**Task instructions:** Rewrite every line from the one containing "rear wheel by giving the bounding box." through the one containing "[235,245,490,521]", keeping the item wording unchanged. In the answers, multiply each bounding box coordinate by 2.2 and round to a whole number, with halves rounded up.
--
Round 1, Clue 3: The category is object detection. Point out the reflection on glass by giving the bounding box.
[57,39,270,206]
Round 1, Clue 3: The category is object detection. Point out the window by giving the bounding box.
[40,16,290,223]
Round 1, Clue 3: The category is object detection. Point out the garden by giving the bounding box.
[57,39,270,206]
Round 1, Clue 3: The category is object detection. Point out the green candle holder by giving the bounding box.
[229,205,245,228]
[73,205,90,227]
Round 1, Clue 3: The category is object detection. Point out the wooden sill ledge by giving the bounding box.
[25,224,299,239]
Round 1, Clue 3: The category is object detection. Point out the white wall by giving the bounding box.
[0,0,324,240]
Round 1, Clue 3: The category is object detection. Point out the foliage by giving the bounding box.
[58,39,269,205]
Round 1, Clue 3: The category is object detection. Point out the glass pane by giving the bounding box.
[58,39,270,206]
--
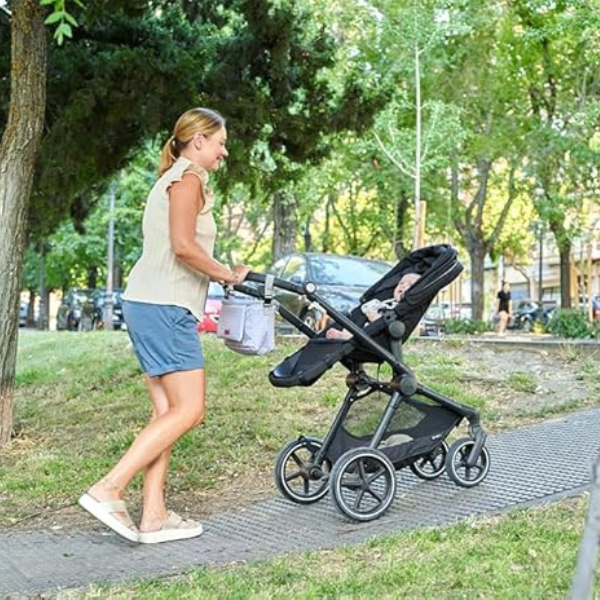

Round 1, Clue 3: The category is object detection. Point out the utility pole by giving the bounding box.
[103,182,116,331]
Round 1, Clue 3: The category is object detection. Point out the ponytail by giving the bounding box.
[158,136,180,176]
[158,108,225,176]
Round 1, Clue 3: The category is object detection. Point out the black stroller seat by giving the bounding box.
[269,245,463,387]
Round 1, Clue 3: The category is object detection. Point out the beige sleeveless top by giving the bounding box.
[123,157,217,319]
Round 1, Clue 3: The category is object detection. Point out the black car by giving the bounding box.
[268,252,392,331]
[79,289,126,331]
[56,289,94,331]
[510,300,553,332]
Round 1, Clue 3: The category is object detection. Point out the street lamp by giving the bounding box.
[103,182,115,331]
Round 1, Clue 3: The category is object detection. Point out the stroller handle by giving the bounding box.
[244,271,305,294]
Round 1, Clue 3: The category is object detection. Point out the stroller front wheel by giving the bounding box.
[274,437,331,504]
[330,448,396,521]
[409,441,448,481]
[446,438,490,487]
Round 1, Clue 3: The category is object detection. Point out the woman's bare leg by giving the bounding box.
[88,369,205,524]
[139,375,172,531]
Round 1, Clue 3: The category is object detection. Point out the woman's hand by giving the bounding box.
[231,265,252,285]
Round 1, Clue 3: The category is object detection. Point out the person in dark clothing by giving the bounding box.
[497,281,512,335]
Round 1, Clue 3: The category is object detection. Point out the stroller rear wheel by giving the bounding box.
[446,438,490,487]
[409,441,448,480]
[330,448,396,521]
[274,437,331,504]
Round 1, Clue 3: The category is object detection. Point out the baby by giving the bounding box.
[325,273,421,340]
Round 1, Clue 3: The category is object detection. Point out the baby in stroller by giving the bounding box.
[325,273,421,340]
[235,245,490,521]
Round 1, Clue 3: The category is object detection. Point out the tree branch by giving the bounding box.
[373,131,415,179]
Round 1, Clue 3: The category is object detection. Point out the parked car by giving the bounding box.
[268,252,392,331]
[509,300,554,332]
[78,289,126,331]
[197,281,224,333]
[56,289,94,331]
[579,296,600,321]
--
**In response:**
Round 1, Clue 3: The category is object detection. Point out the stroller rear wheel by giving the bounding box.
[981,964,1078,1071]
[900,970,986,1056]
[726,986,871,1146]
[603,961,728,1109]
Round 1, Clue 3: The category is object detection. Point out the baby by giving the bounding box.
[715,601,926,748]
Round 1, Clue 3: The category is object detection. Point out the baby in stroller by giving the bounding box.
[715,601,926,748]
[517,539,1078,1146]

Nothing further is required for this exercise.